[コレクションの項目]
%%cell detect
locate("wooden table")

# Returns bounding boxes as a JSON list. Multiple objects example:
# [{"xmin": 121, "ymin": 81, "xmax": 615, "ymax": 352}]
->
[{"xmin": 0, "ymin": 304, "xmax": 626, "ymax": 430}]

--

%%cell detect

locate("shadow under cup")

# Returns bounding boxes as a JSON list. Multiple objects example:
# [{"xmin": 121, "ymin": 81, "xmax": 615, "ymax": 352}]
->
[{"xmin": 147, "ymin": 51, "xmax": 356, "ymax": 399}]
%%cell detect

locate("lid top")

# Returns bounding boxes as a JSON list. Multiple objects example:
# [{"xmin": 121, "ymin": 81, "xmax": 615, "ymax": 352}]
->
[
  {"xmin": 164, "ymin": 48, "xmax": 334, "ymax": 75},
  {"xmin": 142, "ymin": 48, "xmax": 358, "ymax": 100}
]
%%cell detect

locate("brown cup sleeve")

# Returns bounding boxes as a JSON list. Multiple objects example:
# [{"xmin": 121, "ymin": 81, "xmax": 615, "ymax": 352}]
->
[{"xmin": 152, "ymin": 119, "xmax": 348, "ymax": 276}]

**作業指示:** 上の行のうち、文字列「locate」を含むものをすべて抜き出してください。大文字と小文字は区別する。

**結果:**
locate("wooden table")
locate("shadow under cup")
locate("lid top")
locate("brown cup sleeve")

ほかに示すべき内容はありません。